— begin Materials provided —

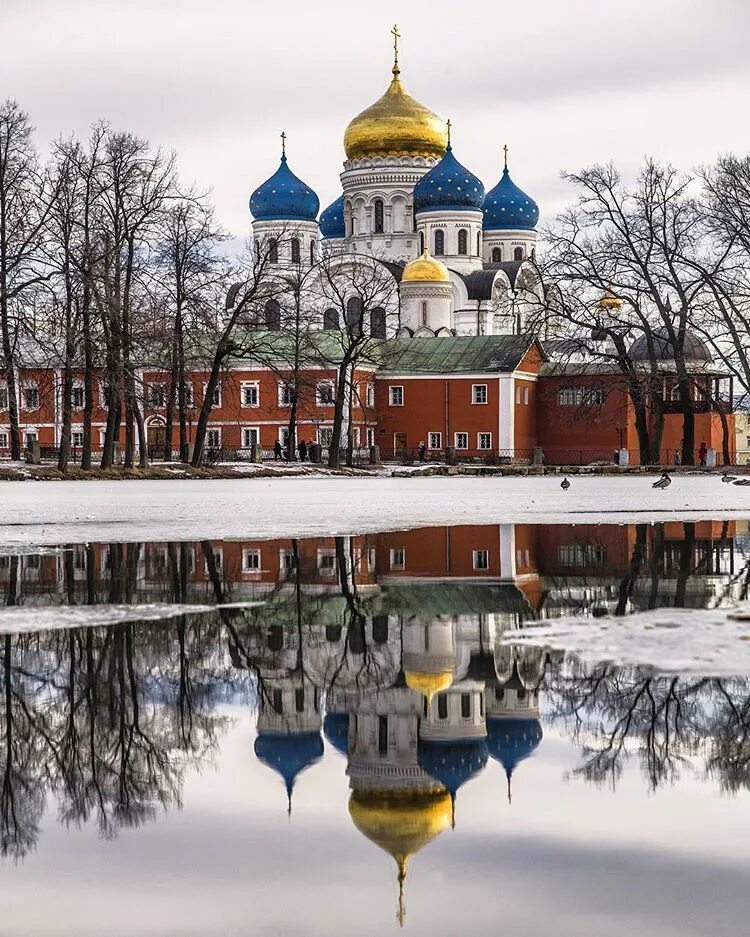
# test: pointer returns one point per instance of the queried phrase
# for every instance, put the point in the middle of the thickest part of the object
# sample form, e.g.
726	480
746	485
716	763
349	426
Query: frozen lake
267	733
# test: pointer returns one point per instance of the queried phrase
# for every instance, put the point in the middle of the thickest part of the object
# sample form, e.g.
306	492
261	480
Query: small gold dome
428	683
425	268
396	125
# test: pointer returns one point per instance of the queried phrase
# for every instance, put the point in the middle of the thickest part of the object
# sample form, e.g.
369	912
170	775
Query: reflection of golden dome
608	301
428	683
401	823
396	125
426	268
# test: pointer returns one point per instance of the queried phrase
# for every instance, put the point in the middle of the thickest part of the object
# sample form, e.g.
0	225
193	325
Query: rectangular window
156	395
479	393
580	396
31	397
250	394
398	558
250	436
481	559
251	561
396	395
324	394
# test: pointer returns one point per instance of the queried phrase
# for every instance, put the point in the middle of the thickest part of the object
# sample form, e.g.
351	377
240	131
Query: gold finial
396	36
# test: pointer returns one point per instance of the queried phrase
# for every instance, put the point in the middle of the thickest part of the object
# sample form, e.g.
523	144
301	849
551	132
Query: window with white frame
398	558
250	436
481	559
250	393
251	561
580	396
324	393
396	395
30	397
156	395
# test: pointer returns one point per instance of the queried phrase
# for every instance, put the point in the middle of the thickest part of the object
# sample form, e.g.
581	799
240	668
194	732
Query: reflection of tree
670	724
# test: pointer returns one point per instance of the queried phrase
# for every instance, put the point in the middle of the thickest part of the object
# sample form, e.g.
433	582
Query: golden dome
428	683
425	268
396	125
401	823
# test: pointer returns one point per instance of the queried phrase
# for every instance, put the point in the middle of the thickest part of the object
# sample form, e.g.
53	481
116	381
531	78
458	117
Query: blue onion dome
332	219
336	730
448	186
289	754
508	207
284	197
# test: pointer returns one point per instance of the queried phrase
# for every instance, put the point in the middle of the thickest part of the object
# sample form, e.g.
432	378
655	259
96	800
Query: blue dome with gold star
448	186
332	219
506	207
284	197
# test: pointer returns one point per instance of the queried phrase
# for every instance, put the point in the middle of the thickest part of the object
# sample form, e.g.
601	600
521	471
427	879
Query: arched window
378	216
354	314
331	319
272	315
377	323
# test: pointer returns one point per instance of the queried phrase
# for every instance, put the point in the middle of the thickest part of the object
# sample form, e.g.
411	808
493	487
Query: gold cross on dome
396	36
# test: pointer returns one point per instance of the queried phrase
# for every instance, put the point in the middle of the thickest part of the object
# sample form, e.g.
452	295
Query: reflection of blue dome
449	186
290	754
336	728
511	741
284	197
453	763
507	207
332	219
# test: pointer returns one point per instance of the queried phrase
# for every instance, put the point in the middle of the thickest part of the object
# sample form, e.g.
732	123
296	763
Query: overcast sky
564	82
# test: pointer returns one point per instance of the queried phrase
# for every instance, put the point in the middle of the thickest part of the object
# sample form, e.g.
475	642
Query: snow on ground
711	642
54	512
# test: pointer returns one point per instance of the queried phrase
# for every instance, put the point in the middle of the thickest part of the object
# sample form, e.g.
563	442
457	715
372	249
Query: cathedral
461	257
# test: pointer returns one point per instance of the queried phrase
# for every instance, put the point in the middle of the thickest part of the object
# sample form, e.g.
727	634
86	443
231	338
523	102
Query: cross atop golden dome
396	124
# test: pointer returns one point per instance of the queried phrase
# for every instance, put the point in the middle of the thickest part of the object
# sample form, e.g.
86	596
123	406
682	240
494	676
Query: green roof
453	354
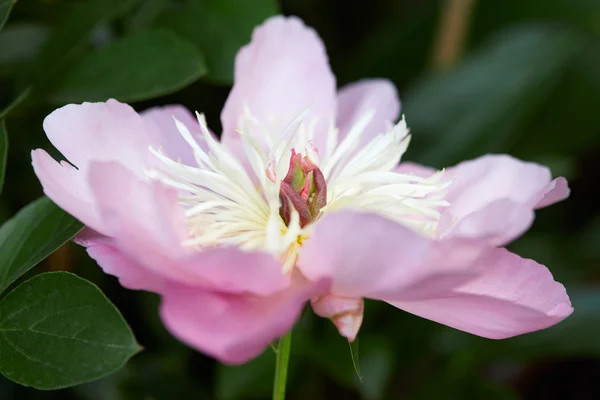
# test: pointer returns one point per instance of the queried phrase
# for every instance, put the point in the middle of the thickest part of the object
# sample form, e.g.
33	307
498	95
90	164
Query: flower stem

— end Materials provided —

What is required
Return every line of the items that contains the string "with". Case counts.

Answer to this problem
Query: window with white frame
Query: blue dome with gold star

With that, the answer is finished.